WHAT TO PRODUCE | Continue the blog post about McHale's Navy, along with its reader comment, starting after its final sentence.

SOURCE PASSAGE |
——————————

Tuesday, January 02, 2007

Ship Shows

"By arrangement with the U.S. Navy's international distributor, EURPAC, Shout! Factory has also created a specially-packaged edition of McHale's Navy exclusively for Naval bases worldwide."

Now, I'm sure McHale's Navy is very popular with the U.S. Navy; it is to them what Sergeant Bilko was to the Army and Gomer Pyle to the Marines. But we're talking about a special, officially-approved edition of a television series that seems to convey the following message: You can be a layabout, a con man, or in Ernest Borgnine's physical condition, and you'll still win every battle.

I don't know if they've thought this through, is all.

Speaking of McHale's Navy, one of the writers, Danny Arnold (Barney Miller, Bewitched, That Girl) went on to create a series based on the movie The Wackiest Ship in the Army, about the crew of a creaky old schooner that somehow winds up being given an important assignment during WWII. Wackiest Ship, however, was an hour-long show instead of a half-hour, and Arnold sort of made it a precusor to what would later be called dramedy, with a mix of McHale's-ish comedy and more serious war material than McHale's usually did. It only lasted one season, but I wish someone would re-run it.

1 comment:

Anonymous said...

It's interesting to do a side-by-side comparison of the paths taken by McHale's Navy and M*A*S*H, which debuted a decade apart, and are part of two different views in the general public at the times they aired of the military in general. Though it's hard to believe now, the first two seasons of each show weren't all that far apart, and the direction both shows took showed the difference between mid-60s shows, which tended to veer towards slapstick, and early 70s sitcoms, which moved more in the dramedy direction as they became successful.

——————————

DATA EXTRACT |
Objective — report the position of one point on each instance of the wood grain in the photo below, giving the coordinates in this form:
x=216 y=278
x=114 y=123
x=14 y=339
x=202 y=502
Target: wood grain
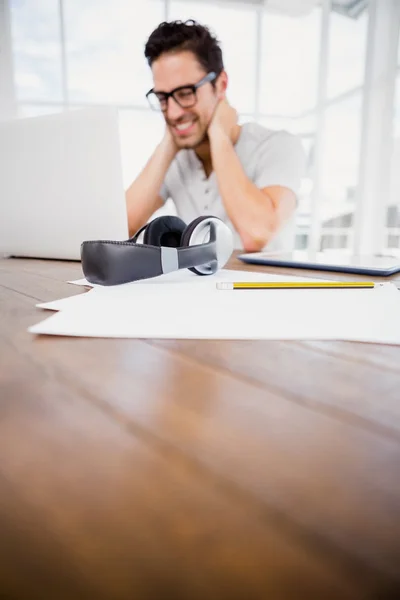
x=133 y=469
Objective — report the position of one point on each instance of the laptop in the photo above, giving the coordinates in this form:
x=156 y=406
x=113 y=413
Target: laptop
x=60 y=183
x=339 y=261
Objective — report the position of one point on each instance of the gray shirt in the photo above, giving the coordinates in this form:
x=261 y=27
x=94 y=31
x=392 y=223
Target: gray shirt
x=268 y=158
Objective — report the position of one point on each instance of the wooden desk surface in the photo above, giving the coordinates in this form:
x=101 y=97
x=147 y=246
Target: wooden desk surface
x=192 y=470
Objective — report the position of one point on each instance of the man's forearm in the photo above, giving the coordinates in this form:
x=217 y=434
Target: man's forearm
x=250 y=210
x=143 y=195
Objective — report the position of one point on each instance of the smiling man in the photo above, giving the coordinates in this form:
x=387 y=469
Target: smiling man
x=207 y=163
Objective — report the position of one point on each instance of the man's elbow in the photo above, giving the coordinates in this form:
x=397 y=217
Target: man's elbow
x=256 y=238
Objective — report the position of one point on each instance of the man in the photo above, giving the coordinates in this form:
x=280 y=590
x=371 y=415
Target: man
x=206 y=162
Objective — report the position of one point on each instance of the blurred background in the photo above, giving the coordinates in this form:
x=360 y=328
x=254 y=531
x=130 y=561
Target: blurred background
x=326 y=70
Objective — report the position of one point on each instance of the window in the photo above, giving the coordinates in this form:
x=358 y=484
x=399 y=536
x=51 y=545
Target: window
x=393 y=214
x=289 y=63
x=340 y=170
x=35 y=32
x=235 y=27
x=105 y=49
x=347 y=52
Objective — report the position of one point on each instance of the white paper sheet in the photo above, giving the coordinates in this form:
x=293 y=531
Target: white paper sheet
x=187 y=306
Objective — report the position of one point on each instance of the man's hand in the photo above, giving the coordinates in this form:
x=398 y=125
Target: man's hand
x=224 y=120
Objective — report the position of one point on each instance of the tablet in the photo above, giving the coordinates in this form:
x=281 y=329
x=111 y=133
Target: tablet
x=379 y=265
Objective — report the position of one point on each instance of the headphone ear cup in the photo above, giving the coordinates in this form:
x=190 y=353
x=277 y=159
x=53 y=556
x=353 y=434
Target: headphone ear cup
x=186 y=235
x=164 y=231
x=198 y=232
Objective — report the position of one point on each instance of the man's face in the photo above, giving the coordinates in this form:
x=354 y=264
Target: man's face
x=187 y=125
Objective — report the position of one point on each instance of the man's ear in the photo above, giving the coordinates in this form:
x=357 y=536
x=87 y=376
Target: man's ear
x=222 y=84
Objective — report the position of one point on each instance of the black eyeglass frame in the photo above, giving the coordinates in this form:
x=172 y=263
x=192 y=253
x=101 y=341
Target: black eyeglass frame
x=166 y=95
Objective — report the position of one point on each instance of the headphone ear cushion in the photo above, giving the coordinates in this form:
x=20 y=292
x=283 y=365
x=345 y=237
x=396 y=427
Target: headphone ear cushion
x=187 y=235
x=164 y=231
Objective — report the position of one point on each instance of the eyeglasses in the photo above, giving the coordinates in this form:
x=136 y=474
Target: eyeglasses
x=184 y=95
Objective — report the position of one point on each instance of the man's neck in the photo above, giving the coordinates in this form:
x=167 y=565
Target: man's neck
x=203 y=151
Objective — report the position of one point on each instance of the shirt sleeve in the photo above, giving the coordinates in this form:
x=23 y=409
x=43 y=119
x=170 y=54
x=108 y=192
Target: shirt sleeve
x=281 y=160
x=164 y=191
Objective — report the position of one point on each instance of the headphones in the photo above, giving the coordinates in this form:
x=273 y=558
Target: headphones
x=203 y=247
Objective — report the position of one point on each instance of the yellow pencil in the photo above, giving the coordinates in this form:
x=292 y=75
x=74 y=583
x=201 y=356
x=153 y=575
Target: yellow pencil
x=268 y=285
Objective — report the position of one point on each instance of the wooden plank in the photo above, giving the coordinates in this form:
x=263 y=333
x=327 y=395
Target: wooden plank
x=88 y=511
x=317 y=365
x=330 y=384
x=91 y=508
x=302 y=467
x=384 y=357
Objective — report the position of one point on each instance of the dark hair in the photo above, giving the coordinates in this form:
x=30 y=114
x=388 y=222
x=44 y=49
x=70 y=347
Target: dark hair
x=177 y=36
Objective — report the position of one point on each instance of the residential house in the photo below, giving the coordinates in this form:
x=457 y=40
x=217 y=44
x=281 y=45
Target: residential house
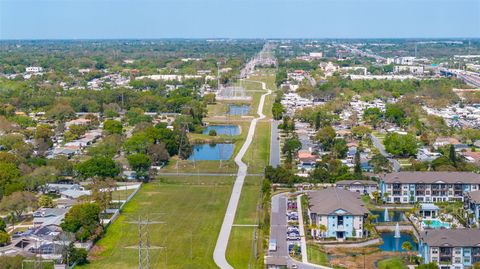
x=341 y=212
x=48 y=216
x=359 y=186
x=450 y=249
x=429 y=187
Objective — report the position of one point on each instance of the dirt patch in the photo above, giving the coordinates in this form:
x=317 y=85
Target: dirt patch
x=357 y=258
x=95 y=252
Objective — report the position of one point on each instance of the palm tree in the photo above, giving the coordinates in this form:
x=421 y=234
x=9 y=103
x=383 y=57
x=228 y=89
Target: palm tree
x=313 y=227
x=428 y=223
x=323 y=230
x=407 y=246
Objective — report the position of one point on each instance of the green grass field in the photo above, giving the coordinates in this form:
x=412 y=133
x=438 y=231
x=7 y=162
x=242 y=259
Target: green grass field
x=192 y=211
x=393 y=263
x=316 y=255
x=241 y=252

——————————

RESULT OF THIS EXERCISE |
TV Party has a page on the original McHale's Navy pilot which was written as a drama and then converted into a lower keyed navy version of Bilko for its first season. But as ABC found audiences liked the slapstick interplay of the Tim Conway-Joe Flynn relationship more, the story lines moved more and more towards pure physical comedy by the middle of Season 2.

They even did a Season 1 episode featuring the efforts to shoot down "Washing Machine Charlie", an inept Japanese bomber, that Gene Reynolds borrowed and reworked as "Five O'Clock Charlie" for the second-season opener of M*A*S*H. But the spin is different -- in the former, set in World War II and coming after Korea, Parker eventually sabotages the flights by being mistaken for Charlie (don't ask). In the latter, set in Korea but coming after eight-plus years of Vietnam, Hawkeye and Trapper use Charlie to blow up an ammo dump that was placed near the camp and is the cause of the bombing raids (though it's actually Frank who blows the dump up).

Both series ended up taking things too far in one direction -- "McHale" was almost aimed directly at pre-teens and children by its final season, while M*A*S*H sanctimonious lecturing make the final four seasons all but unwatchable in re-runs. But it is interesting to see how a near-fotgotten show and one that's still ubiquetous on cable TV in the U.S. were pretty close cousins when they first began.